> Problem:
Copy out the entries below from the line with "Might I ask you to point at the bare" to the line with "point(78, 121)", requests included, and shift every coordinate in the answers by -102.
— BEGIN Input data —
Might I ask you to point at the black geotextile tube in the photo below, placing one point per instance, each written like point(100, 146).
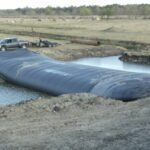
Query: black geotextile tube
point(36, 71)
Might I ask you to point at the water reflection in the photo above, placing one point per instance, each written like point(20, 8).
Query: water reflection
point(113, 62)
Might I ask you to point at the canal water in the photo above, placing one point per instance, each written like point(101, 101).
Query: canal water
point(11, 94)
point(113, 62)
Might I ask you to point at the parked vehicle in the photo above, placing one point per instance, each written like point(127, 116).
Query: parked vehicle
point(12, 43)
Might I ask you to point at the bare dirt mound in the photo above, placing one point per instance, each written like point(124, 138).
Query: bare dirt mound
point(114, 29)
point(78, 121)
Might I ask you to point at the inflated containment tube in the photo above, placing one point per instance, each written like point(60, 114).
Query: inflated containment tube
point(36, 71)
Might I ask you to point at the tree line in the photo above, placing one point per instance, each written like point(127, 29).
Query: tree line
point(109, 10)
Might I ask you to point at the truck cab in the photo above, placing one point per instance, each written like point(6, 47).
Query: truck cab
point(11, 43)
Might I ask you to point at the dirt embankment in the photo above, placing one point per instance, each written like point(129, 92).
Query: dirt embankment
point(76, 121)
point(70, 51)
point(136, 57)
point(73, 122)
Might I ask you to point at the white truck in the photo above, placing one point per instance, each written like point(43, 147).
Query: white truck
point(12, 43)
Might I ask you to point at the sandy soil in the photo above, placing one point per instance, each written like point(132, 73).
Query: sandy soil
point(77, 121)
point(73, 122)
point(70, 51)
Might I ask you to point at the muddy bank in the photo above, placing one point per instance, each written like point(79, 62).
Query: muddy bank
point(136, 57)
point(79, 121)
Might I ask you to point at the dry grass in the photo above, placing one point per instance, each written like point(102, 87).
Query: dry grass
point(134, 30)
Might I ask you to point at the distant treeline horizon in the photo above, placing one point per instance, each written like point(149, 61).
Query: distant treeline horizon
point(109, 10)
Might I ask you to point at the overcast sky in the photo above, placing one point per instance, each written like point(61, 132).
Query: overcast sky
point(7, 4)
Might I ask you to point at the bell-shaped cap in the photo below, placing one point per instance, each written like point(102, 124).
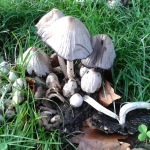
— END Input data —
> Solution below:
Might I ask you to point at the bare dirt mound in the photo above, placing one point per instance, each written like point(124, 138).
Query: bare dirt mound
point(12, -73)
point(-24, 19)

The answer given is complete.